| Text provided |
The NHS app, which aims to give patients safe and secure access to their GP record, will be available to all by December 2018, the Department of Health and Social Care has said.
The free app can be used to make GP appointments, order repeat prescriptions, help manage long-term conditions and access 111 online.
Patients can also use the app to state their preferences relating to data-sharing, organ donation and end-of-life care.
Juliet Bauer, chief digital officer at NHS England, said: “With more people than ever seeking to access information online or via apps, the NHS is raising its game on digital health technology.
“The new app will put the NHS into the pocket of everyone in England, providing secure access to trusted health information, your medical record, repeat prescriptions and GP appointments.
“We are empowering people to take control of their own healthcare and this app is just one step along the road, we are also developing an NHS Apps Library and putting free NHS wifi in GP surgeries and hospitals.”
Developed by NHS Digital and NHS England, the app will begin a beta testing phase in September 2018.
It will be available through the App Store or Google Play and once downloaded, users can sign up for an NHS account (see video demonstration below).
NHS Digital’s chief executive, Sarah Wilkinson, said: “We are working hard to deliver the Secretary of State’s vision for an NHS App which provides much easier access for individuals to key NHS services.

| Activities |
(A) Summarize the NHS app text in two sentences.
(B) Write the next part of the NHS app article, starting after its last sentence.

| Data extract |

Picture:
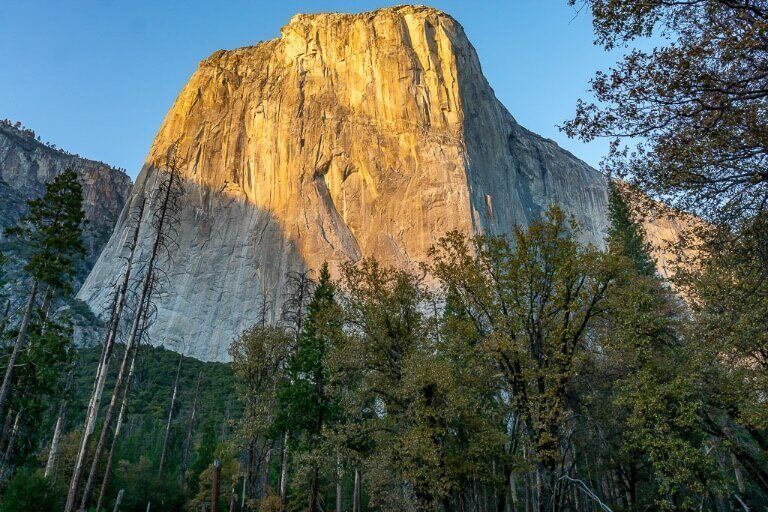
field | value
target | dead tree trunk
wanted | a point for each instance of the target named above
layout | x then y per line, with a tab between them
167	209
101	370
339	489
284	474
128	358
313	489
115	438
118	500
215	485
11	442
190	428
357	491
54	450
170	418
5	388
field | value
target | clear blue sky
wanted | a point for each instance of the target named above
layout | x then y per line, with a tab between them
97	77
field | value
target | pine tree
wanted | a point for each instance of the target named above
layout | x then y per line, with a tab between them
52	235
306	405
625	234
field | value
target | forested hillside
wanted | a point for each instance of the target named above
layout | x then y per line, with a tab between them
525	372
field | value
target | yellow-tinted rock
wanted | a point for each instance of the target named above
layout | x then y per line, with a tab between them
349	136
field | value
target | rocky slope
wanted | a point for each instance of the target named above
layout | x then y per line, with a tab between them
26	164
348	136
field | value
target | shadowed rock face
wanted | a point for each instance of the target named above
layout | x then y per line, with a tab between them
349	136
26	164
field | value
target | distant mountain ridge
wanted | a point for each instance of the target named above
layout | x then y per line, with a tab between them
350	135
27	163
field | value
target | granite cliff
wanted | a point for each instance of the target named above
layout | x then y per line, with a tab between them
348	136
26	164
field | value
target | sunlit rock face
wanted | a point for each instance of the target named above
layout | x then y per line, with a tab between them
348	136
26	165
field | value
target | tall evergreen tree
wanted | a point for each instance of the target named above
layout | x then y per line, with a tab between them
306	403
625	234
52	236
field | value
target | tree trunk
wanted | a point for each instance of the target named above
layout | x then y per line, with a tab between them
115	439
5	388
313	489
233	501
215	485
118	500
102	369
139	318
339	489
265	469
190	428
11	442
128	357
357	491
54	450
284	474
170	418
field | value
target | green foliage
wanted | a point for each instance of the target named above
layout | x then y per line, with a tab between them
29	491
52	232
625	235
687	117
305	403
141	486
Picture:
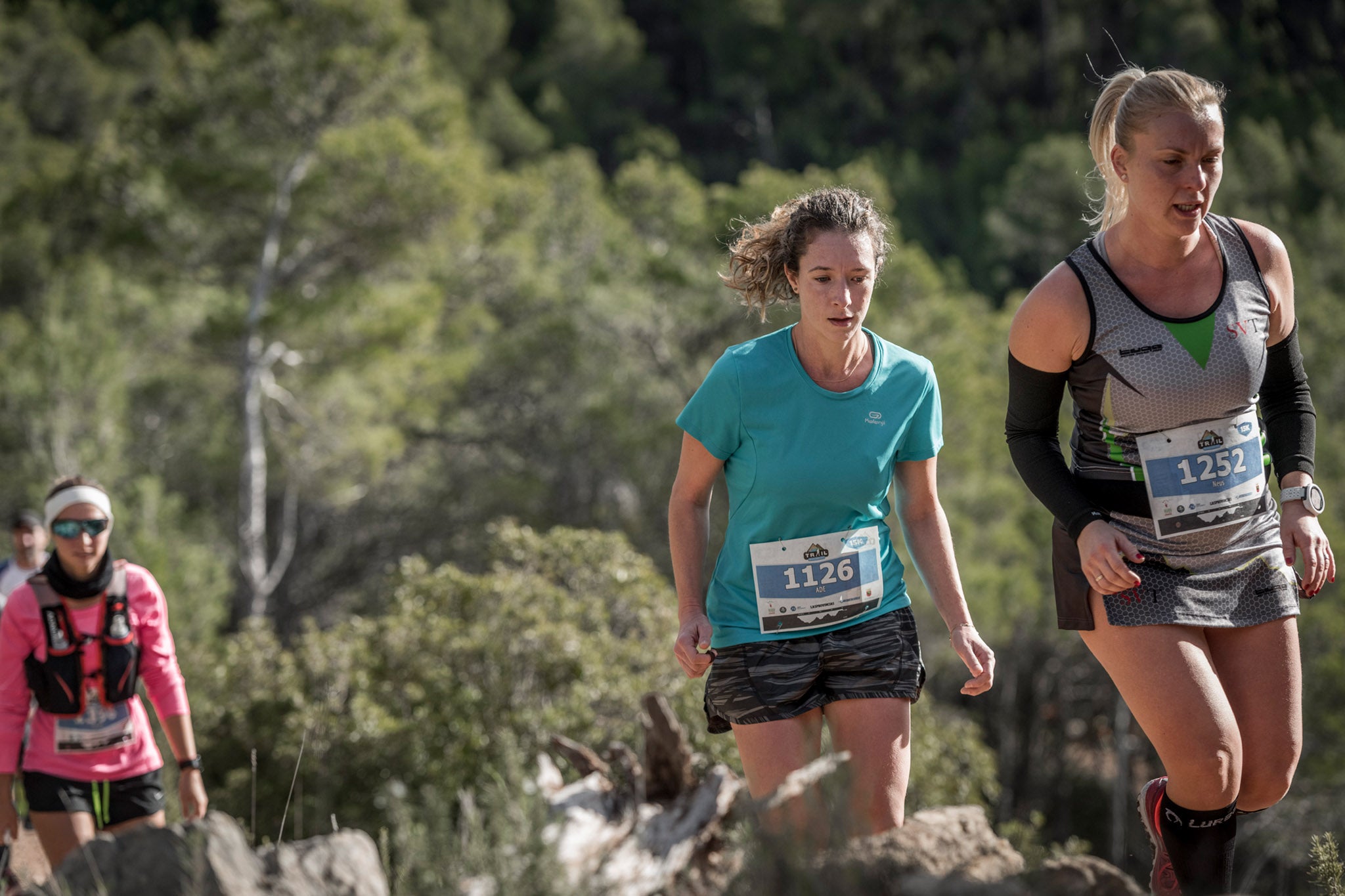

| Per-task outputs |
(A) The NHS app, developed by NHS Digital and NHS England, will begin beta testing in September 2018 and be available to all by December 2018. It lets patients make GP appointments, order repeat prescriptions, manage long-term conditions, access 111 online, and state preferences on data-sharing, organ donation and end-of-life care.

(B)
“I have no doubt that people will hugely welcome the ability to access self-help diagnostic tools, more easily book GP appointments, view test results and order repeat prescriptions, and tell us about their personal preferences with respect to organ donation, use of their data and other aspects of their care.
“We all know that demand for precious NHS services is escalating, and for a large portion of the population digital channels are a preferred means of access to data and services, so this is an opportunity to provide the easier access people want and relieve some burden from front-line providers.”
Health and Social Care Secretary, Jeremy Hunt, said the app was a “world-first,” which he said put “patients firmly in the driving seat and revolutionise the way we access health services”.
He added: “I want this innovation to mark the death-knell of the 8am scramble for GP appointments that infuriates so many patients.
“Technology has transformed everyday life when it comes to banking, travel and shopping. Health matters much more to all of us, and the prize of that same digital revolution in healthcare isn’t just convenience but lives improved, extended and saved.”
Hunt promised the NHS app at an NHS Expo event in September 2017, saying that every patient in England should be able to use an app to access their medical records and book a GP appointment by the end of 2018.
The NHS App has been welcomed though have argued that security must be a priority.
Helen Stokes-Lampard, chair of the Royal College of GPs, said: “Adequate safeguards must be in place to ensure the utmost protection of patients’ personal data, and considering that patient’s medical history will be accessible on individual’s mobile phones on the apps, we need to ensure that the security and reliability of the identity verification processes being used are of the highest international security standards.
“As with any scheme it must also be rigorously independently evaluated to ensure it is safe and cost-effective for the NHS and that is beneficial to both patients and practices and that it does not add a further burden of workload pressures to already overstretched GPs and their teams.”